*WHAT IS NEEDED:* Your task is to repeat the records exactly from the line containing "Query: wrecked car" onward, through the final line.

· · · · · · ·

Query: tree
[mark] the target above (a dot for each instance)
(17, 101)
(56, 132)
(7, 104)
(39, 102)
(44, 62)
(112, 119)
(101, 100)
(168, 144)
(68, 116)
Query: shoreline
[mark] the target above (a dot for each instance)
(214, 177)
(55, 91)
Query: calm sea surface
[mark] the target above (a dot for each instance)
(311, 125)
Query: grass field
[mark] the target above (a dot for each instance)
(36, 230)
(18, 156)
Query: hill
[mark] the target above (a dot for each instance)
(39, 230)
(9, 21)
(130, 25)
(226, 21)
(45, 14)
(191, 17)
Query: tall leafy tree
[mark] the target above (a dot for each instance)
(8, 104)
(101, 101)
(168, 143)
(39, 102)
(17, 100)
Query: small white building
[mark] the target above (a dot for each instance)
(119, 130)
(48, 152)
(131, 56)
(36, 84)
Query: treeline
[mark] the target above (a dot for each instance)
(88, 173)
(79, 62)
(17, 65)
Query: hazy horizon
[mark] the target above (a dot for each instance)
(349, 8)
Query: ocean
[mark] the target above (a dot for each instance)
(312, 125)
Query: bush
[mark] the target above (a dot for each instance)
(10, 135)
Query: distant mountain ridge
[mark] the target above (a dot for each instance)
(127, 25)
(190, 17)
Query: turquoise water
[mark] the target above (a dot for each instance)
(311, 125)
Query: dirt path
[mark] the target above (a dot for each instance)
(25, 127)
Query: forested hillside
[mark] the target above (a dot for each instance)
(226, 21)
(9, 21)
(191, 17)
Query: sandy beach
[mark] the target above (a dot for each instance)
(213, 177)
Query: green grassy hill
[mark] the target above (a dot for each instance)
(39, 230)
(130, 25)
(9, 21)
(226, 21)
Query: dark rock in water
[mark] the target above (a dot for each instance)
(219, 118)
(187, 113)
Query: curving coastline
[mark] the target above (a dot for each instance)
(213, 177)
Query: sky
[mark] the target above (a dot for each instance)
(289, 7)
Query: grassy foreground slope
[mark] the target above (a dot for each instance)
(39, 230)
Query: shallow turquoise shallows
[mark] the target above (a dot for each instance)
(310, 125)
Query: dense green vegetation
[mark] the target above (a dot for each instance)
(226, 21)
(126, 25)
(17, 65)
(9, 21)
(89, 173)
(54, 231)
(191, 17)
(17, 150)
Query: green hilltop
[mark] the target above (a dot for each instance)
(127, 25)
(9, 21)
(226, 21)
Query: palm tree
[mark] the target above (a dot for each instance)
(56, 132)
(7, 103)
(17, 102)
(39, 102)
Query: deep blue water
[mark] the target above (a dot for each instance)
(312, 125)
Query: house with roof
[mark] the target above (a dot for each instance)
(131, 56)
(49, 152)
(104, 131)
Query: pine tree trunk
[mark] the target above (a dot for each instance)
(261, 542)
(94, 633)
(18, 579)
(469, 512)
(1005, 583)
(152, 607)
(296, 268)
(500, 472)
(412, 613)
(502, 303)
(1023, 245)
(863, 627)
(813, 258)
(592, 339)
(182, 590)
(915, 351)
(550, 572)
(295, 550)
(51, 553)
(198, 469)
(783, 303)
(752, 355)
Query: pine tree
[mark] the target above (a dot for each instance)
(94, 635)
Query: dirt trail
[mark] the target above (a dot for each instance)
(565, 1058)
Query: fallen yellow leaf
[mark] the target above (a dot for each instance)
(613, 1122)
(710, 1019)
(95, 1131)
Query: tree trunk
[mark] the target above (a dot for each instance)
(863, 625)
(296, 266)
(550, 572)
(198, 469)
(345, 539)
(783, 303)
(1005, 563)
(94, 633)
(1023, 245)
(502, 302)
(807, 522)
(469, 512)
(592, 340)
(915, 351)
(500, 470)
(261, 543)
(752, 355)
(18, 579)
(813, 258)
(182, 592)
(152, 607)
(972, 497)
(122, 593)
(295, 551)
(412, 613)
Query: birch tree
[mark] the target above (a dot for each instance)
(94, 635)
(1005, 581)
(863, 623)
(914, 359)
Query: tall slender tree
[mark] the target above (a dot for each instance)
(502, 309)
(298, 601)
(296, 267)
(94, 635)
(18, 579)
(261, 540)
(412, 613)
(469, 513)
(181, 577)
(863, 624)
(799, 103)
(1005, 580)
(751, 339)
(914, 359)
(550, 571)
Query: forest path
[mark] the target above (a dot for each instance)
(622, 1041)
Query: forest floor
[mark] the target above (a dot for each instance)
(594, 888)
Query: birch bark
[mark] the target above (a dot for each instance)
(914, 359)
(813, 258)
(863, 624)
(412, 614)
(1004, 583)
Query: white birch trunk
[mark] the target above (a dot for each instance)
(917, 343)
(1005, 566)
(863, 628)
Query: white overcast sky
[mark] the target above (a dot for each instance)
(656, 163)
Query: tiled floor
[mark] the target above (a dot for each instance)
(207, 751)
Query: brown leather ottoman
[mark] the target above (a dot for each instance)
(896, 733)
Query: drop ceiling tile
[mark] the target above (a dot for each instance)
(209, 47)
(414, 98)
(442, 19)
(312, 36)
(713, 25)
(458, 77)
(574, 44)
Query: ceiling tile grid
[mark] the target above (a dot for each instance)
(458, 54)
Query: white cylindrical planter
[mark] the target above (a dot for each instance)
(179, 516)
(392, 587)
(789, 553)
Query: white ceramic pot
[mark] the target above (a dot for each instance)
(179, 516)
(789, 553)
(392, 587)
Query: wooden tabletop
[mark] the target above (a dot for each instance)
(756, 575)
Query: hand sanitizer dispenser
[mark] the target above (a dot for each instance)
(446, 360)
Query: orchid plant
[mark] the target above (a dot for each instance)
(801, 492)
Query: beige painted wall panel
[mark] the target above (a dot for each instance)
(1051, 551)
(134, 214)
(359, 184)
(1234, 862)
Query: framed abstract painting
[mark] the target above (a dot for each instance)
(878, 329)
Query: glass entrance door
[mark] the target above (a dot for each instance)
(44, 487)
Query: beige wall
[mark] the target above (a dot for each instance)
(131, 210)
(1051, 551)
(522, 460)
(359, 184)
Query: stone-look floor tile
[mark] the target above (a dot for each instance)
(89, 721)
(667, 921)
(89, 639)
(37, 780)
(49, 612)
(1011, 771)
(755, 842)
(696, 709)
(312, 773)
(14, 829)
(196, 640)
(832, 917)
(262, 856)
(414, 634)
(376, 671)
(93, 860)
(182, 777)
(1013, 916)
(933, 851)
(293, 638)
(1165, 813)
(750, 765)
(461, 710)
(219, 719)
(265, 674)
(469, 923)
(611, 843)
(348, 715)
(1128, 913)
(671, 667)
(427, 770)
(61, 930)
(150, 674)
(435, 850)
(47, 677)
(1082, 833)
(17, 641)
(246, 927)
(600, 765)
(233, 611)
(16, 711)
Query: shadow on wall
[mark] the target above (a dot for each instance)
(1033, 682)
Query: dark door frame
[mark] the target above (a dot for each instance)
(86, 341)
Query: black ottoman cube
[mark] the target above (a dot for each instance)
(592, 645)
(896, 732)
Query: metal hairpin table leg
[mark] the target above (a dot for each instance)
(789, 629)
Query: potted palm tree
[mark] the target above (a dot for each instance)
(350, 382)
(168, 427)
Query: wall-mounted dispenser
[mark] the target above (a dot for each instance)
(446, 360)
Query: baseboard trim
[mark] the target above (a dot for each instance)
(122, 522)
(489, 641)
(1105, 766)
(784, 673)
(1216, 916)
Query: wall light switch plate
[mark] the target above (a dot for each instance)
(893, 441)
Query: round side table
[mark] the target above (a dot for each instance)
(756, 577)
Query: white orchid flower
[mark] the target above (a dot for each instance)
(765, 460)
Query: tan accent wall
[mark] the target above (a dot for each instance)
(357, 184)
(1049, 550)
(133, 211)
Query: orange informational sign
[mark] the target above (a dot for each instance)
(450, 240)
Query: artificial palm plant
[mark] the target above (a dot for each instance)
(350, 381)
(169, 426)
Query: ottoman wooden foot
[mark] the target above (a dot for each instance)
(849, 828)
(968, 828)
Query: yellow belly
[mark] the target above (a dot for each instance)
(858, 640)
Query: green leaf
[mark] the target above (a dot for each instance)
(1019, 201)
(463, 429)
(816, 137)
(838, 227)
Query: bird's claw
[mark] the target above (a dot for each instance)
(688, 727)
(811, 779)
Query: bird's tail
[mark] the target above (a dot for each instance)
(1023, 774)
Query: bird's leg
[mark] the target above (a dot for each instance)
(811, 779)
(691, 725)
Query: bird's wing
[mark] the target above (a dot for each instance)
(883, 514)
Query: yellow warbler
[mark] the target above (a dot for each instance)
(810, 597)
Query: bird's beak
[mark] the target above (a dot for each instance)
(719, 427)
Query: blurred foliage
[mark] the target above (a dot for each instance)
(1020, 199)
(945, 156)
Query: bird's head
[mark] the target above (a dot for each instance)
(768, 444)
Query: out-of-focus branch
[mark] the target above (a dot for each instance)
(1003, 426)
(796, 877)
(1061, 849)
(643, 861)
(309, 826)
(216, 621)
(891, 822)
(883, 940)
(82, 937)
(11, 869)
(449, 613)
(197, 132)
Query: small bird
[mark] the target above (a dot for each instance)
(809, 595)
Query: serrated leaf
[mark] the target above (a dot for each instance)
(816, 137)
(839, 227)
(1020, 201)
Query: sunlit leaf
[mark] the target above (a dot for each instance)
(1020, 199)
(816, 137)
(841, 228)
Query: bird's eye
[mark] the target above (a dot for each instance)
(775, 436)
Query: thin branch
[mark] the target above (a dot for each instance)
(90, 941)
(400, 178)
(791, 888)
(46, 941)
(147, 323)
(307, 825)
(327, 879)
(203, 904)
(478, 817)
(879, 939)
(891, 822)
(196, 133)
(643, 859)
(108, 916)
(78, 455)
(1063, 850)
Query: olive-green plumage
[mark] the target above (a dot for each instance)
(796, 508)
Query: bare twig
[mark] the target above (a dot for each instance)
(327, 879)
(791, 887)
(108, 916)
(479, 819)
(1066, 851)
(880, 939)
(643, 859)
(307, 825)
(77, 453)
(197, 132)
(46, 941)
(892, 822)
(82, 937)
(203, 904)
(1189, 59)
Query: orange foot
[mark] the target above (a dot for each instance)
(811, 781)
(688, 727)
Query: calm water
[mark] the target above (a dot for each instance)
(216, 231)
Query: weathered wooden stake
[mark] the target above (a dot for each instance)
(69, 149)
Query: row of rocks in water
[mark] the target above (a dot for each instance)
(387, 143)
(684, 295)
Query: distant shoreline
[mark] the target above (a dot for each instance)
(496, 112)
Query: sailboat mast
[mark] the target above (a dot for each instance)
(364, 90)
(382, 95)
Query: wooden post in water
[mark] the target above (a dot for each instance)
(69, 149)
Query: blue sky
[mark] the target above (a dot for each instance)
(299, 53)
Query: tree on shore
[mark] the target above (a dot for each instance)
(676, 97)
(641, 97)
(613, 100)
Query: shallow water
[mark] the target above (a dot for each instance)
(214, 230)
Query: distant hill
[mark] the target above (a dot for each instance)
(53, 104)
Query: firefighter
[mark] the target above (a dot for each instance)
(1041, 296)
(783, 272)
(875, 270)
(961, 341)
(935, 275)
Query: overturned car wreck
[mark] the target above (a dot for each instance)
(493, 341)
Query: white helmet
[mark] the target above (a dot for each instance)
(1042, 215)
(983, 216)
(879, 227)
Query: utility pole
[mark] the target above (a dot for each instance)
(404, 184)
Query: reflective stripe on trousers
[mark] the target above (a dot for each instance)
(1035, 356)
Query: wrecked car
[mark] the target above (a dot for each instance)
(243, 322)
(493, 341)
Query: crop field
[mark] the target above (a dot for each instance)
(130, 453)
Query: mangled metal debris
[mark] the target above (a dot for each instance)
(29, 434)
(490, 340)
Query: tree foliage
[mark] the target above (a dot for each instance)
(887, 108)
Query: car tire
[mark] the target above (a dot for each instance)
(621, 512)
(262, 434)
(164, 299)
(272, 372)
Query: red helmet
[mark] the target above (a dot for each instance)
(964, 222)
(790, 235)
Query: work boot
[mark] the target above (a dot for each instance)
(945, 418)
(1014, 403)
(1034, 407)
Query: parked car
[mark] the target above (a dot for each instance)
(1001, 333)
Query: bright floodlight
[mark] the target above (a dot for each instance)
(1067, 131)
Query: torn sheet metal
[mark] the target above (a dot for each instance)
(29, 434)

· · · · · · ·

*ANSWER TO THE EXERCISE:*
Query: wrecked car
[mark] the target above (a dot for each instance)
(243, 322)
(493, 341)
Query: crop field
[mark] the target above (a dot for each instance)
(130, 453)
Query: mangled metal debris
[mark] the target above (a dot for each instance)
(29, 434)
(490, 340)
Query: tree foliage
[mark] the target above (a dot for each instance)
(887, 108)
Query: car tire
[mark] the target above (a dot for each instance)
(621, 512)
(262, 434)
(164, 299)
(272, 372)
Query: red helmet
[mark] the target above (a dot for each instance)
(964, 222)
(790, 235)
Query: work boot
[mark] the target above (a dot for each instance)
(945, 418)
(1014, 403)
(1034, 407)
Query: parked car
[mark] the target above (a dot for each instance)
(1001, 333)
Query: bright floodlight
[mark] the target above (a dot for each instance)
(1067, 131)
Query: torn sheet metal
[mark] the target above (a dot for each instance)
(29, 434)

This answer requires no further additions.